>>>
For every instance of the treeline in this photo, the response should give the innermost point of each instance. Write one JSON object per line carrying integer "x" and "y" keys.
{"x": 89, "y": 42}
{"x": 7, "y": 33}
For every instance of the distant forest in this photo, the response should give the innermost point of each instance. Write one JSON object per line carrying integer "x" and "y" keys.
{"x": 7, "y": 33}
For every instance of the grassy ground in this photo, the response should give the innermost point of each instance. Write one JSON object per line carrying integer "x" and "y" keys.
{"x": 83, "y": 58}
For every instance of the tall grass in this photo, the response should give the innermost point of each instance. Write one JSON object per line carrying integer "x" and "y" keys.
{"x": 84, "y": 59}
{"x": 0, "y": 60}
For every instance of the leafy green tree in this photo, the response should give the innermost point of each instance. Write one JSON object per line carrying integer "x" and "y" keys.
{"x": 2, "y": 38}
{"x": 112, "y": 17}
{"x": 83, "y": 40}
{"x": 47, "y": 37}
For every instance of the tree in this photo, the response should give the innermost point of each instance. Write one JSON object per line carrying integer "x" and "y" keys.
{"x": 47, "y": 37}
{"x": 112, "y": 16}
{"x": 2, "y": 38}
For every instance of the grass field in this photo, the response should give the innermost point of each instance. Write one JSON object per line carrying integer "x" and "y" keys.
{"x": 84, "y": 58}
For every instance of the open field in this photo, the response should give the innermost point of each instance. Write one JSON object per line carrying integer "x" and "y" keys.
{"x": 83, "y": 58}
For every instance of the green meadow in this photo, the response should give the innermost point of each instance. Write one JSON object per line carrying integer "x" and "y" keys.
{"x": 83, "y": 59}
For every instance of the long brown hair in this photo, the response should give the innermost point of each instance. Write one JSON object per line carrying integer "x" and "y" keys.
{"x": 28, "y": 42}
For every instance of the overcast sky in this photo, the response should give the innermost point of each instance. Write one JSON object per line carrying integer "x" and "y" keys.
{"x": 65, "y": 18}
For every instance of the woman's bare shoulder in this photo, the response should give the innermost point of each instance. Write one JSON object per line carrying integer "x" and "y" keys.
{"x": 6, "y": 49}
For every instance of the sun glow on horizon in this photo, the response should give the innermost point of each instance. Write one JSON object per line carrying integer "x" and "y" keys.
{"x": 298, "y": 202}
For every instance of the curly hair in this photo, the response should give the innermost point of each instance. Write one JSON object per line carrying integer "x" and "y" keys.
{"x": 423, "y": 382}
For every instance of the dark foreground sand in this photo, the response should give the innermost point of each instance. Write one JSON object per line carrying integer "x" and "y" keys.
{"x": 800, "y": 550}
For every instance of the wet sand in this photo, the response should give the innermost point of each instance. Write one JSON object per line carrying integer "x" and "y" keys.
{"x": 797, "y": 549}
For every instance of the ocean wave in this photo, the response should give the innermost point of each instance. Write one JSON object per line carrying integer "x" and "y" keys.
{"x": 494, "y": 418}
<<<
(DO THIS)
Copy all of the records above word for word.

(TASK OUTPUT)
For every instance of the treeline in this photo, the response should give the innermost point of each instance. Write one JSON object per line carrying integer "x" and "y" keys.
{"x": 89, "y": 42}
{"x": 7, "y": 33}
For every instance of the distant forest in this photo, the response should give the innermost point of each instance. Write one JSON object per line carrying integer "x" and "y" keys.
{"x": 7, "y": 33}
For every instance of the grassy ground in this photo, the response should give the innermost point of each instance. Write one JSON object per line carrying integer "x" and "y" keys.
{"x": 83, "y": 58}
For every instance of the tall grass in this photo, the response should give the innermost point of each instance. Write one JSON object per line carrying integer "x" and "y" keys.
{"x": 84, "y": 59}
{"x": 0, "y": 60}
For every instance of the leafy green tree in this photo, the response should give the innermost point of each instance. Write one JSON object per line carrying integer "x" and "y" keys.
{"x": 2, "y": 38}
{"x": 112, "y": 17}
{"x": 83, "y": 40}
{"x": 47, "y": 37}
For every instance of the tree in this photo, the response should give the innermost point of each instance. Write one JSON object per line carrying integer "x" and "y" keys.
{"x": 47, "y": 37}
{"x": 112, "y": 16}
{"x": 2, "y": 38}
For every instance of the grass field in this photo, the response should give the innermost point of each instance. Write one JSON object per line carrying integer "x" and "y" keys.
{"x": 84, "y": 58}
For every instance of the open field in this photo, the response should give the innermost point of each instance. Write one JSON object per line carrying integer "x" and "y" keys.
{"x": 83, "y": 58}
For every instance of the green meadow in this photo, the response should give the innermost point of each instance. Write one JSON object per line carrying integer "x" and "y" keys.
{"x": 83, "y": 59}
For every instance of the long brown hair in this photo, the response should give the innermost point of each instance. Write one JSON object per line carrying integer "x" and "y" keys.
{"x": 28, "y": 42}
For every instance of the overcast sky in this photo, the response should give the innermost point of each instance. Write one JSON object per line carrying integer "x" and "y" keys.
{"x": 65, "y": 18}
For every instance of the woman's bare shoulder in this photo, the response should give the innermost point of each instance. Write one JSON object per line carrying integer "x" and "y" keys.
{"x": 6, "y": 49}
For every instance of the sun glow on horizon in this photo, the response should give the innermost point of each instance. Write one JSON object per line carrying integer "x" and "y" keys.
{"x": 298, "y": 202}
For every instance of the curly hair in this photo, the response should give the innermost point of each instance. Write one JSON object per line carrying integer "x" and "y" keys.
{"x": 423, "y": 382}
For every instance of the dark foreground sand in this photo, the response should give the innermost point of each instance. Write one JSON object per line carrying integer "x" and "y" keys.
{"x": 800, "y": 550}
For every instance of the wet sand in this photo, the response should give the innermost point of each instance. Write one JSON object per line carrying integer "x" and "y" keys.
{"x": 797, "y": 549}
For every instance of the ocean wave in this photo, the response should give the innermost point of each instance. Write one JSON object per line carrying integer "x" and "y" keys.
{"x": 494, "y": 418}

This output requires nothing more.